- **TASK PROMPT**
Omit pictures and quote the listing below line by line, from its start through the line that holds "point: power line".

DATA PROVIDED section start

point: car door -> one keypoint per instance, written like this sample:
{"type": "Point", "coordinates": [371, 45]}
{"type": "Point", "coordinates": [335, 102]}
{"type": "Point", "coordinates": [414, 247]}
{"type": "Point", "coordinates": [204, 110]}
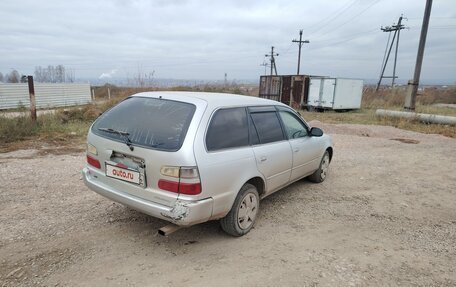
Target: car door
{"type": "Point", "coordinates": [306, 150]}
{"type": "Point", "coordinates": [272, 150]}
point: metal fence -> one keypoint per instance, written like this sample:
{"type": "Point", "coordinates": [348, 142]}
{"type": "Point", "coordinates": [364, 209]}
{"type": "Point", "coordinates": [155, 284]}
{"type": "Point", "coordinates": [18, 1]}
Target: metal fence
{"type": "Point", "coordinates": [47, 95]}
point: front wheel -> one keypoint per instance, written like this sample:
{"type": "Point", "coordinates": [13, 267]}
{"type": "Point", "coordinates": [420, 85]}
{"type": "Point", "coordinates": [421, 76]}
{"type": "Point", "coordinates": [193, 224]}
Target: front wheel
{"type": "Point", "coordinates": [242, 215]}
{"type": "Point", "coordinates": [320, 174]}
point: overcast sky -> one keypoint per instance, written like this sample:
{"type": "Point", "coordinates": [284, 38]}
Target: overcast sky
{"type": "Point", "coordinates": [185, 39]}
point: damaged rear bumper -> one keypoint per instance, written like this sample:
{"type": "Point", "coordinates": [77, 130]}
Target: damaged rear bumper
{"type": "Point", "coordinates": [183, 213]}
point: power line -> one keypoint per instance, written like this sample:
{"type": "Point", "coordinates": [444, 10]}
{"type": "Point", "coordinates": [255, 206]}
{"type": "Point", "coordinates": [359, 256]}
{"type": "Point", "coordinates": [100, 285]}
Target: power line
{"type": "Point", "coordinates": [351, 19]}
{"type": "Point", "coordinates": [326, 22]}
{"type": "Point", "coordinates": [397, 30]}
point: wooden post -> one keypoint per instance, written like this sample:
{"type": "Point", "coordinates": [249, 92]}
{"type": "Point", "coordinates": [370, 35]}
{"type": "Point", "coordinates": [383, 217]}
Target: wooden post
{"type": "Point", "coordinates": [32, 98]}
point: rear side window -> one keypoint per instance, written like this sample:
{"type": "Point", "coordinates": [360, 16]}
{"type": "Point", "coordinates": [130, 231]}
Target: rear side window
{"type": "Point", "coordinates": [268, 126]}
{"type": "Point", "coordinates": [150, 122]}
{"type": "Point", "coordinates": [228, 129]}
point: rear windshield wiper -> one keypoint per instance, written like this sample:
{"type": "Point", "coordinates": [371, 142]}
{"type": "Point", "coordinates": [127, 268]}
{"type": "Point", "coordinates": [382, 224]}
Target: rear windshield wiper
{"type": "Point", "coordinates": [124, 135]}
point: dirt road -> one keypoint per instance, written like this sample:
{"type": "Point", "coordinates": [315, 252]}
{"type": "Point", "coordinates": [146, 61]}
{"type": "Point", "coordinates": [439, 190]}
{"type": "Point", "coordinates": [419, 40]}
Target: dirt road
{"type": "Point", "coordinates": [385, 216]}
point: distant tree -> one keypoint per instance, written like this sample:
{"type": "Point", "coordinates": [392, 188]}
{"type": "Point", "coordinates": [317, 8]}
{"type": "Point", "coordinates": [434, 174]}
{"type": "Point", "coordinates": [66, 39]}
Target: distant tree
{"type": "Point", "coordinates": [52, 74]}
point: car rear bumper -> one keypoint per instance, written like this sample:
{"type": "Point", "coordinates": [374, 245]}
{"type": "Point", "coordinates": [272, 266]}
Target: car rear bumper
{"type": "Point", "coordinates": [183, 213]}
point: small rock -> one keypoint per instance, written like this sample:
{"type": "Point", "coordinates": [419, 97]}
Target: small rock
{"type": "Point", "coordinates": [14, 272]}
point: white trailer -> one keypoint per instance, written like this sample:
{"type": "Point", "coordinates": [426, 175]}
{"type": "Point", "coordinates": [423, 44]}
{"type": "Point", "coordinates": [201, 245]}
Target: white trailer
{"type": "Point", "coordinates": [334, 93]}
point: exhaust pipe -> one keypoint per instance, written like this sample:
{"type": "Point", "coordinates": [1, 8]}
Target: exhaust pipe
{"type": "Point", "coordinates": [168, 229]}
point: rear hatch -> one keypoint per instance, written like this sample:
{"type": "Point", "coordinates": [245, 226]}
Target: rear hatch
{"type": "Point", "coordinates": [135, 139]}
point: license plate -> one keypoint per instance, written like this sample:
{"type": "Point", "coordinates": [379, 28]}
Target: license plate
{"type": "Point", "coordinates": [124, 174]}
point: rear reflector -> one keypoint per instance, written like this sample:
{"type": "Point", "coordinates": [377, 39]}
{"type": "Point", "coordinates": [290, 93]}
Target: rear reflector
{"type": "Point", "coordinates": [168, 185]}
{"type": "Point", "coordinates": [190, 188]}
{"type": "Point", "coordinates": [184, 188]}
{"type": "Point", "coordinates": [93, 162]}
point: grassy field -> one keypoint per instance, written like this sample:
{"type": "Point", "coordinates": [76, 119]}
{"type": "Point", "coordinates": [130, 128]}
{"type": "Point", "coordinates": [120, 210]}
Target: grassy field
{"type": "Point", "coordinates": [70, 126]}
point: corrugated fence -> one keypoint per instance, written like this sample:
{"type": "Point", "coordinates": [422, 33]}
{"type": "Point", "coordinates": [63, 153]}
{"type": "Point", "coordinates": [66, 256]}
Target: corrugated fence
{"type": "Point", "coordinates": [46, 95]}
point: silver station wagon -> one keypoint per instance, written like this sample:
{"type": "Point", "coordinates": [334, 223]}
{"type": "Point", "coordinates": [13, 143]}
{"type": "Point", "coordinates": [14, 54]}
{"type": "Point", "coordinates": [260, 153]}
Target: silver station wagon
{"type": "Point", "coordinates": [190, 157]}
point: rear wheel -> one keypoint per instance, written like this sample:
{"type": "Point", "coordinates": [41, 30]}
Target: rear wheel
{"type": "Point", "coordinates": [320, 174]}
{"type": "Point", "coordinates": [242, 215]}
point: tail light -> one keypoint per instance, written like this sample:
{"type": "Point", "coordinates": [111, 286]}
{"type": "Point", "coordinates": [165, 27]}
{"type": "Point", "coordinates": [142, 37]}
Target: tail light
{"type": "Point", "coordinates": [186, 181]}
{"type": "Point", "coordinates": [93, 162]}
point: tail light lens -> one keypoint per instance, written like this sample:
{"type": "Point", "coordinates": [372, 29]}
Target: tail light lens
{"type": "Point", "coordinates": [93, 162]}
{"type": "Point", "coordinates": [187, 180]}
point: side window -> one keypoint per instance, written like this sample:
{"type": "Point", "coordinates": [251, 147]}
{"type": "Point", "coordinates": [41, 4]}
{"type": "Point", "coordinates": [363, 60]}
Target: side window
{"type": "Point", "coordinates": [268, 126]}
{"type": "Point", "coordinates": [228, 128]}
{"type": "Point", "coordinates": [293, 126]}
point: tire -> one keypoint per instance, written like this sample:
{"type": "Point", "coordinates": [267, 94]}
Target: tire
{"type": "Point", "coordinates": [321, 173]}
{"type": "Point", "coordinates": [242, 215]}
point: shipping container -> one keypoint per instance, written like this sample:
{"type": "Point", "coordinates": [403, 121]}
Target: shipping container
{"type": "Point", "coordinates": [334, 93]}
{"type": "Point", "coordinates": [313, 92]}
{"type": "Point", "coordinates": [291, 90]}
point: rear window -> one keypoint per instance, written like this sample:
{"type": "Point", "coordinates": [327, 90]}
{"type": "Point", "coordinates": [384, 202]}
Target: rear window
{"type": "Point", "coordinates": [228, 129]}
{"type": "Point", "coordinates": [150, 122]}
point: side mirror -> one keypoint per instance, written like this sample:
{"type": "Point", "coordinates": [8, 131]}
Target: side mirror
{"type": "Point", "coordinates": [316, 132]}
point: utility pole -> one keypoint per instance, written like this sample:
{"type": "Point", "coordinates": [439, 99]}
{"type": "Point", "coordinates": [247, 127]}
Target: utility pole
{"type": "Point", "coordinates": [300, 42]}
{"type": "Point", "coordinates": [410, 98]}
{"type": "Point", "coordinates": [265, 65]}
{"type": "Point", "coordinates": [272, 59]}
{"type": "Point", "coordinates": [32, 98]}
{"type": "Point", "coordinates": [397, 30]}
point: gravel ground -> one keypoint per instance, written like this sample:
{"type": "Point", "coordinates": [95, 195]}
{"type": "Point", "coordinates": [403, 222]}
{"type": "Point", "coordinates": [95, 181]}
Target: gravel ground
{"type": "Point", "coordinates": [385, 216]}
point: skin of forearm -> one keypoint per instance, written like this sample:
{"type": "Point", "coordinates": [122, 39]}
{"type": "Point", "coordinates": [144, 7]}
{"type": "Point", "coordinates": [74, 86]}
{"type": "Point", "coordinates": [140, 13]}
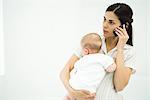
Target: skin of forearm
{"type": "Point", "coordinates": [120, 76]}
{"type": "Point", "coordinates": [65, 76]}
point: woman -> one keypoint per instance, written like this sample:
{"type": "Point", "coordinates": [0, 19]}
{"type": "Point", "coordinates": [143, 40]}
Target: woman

DATA PROVIDED section end

- **RESPONSE FOR THIS EXERCISE**
point: car door -> one keypoint per instance, written like this sample:
{"type": "Point", "coordinates": [371, 45]}
{"type": "Point", "coordinates": [335, 102]}
{"type": "Point", "coordinates": [414, 247]}
{"type": "Point", "coordinates": [204, 110]}
Target: car door
{"type": "Point", "coordinates": [306, 150]}
{"type": "Point", "coordinates": [272, 150]}
point: metal fence -> one keypoint per instance, written like this sample:
{"type": "Point", "coordinates": [348, 142]}
{"type": "Point", "coordinates": [364, 209]}
{"type": "Point", "coordinates": [155, 284]}
{"type": "Point", "coordinates": [18, 1]}
Target: metal fence
{"type": "Point", "coordinates": [47, 95]}
point: front wheel -> one keypoint per instance, written like this sample:
{"type": "Point", "coordinates": [13, 267]}
{"type": "Point", "coordinates": [420, 85]}
{"type": "Point", "coordinates": [421, 76]}
{"type": "Point", "coordinates": [193, 224]}
Target: front wheel
{"type": "Point", "coordinates": [242, 215]}
{"type": "Point", "coordinates": [320, 174]}
point: overcast sky -> one keypoint per instance, written like this sample:
{"type": "Point", "coordinates": [284, 38]}
Target: overcast sky
{"type": "Point", "coordinates": [185, 39]}
point: damaged rear bumper -> one keypoint per instance, written like this sample:
{"type": "Point", "coordinates": [77, 130]}
Target: damaged rear bumper
{"type": "Point", "coordinates": [183, 213]}
point: power line -> one keypoint per instance, written like this sample:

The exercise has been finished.